За последние годы в российском обществе были проведены радикальные преобразования, которые привели к основательным изменениям в экономическом, политическом, социальном и культурном планах. Все более значительное место в обществе занимают рыночные отношения. В нарастающей степени идет приватизация государственной и коллективной собственности и ее переход в частную собственность. Преобразуются институты исполнительной, законодательной и судебной власти. Меняется система государственного управления, в которой происходит все большая децентрализация. Идет процесс формирования многопартийности. В обществе складывается обстановка политического, идеологического, национального и религиозного плюрализма, выражающегося как в разнообразии частичных позиций и ориентации, так и в их напряженной полемике и соперничестве.
В идейно-политическом плане соперничество привело к оформлению нескольких основных направлений, которые резко расходятся между собой в оценке как сложившейся ситуации, так и перспектив изменения социально-экономического, политического и социокультурного устроения России. Многообразие точек зрения зачастую заменяется противостоянием противоположных подходов, складывающихся в некоторые “лагеря”. Согласно принципам западнического крыла модернизаторов Россия должна максимально быстро преодолеть “груз прошлого”, все “соблазны”, “пагубные утопии”, встречавшиеся на ее пути. Иногда как констатация неизбежности, но иногда и с явным удовлетворением отмечается, что произошло “крушение” и “распад” России и в ее истории наступил (в очередной раз!) “переломный период”. Россия должна изменить свой геополитический и цивилизационный облик, а во многом сменить и сам народ, представленный “многочисленными, но отсталыми группами и слоями”. По таким представлениям, максимально быстрое и форсированное усвоение западных, прежде всего американских образцов обеспечит необходимое осовременивание российского общества, без чего оно может скатиться до уровня второстепенной слаборазвитой страны.

[Исходные данные]

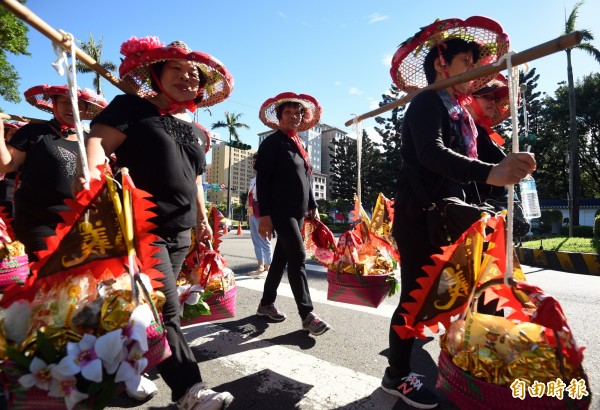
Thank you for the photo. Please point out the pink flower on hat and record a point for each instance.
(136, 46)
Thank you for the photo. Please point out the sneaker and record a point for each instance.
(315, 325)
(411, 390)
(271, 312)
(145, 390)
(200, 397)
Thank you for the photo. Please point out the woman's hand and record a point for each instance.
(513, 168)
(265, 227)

==

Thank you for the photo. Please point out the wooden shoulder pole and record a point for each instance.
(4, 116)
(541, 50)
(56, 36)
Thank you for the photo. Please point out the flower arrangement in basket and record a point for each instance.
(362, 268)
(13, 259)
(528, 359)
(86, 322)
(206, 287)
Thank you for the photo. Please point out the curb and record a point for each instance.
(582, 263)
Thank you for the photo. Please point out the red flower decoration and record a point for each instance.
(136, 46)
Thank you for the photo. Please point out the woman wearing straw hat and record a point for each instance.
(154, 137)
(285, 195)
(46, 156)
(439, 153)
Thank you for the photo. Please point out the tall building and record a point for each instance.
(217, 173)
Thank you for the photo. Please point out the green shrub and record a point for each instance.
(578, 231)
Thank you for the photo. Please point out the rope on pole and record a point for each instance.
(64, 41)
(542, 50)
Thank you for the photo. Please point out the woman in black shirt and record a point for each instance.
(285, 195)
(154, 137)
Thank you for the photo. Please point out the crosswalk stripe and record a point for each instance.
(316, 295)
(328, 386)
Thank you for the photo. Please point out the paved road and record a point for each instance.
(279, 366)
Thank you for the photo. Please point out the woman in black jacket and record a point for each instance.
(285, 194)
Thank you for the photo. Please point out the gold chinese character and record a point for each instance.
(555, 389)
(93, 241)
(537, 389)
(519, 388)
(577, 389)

[Цель упражнения] Отредактируйте текст о преобразованиях в российском обществе: перепишите его от слов «За последние годы» до слов «полемике и соперничестве.», заменив «рыночные отношения» на «товарно-денежные отношения».

[Полученный результат]
За последние годы в российском обществе были проведены радикальные преобразования, которые привели к основательным изменениям в экономическом, политическом, социальном и культурном планах. Все более значительное место в обществе занимают товарно-денежные отношения. В нарастающей степени идет приватизация государственной и коллективной собственности и ее переход в частную собственность. Преобразуются институты исполнительной, законодательной и судебной власти. Меняется система государственного управления, в которой происходит все большая децентрализация. Идет процесс формирования многопартийности. В обществе складывается обстановка политического, идеологического, национального и религиозного плюрализма, выражающегося как в разнообразии частичных позиций и ориентации, так и в их напряженной полемике и соперничестве.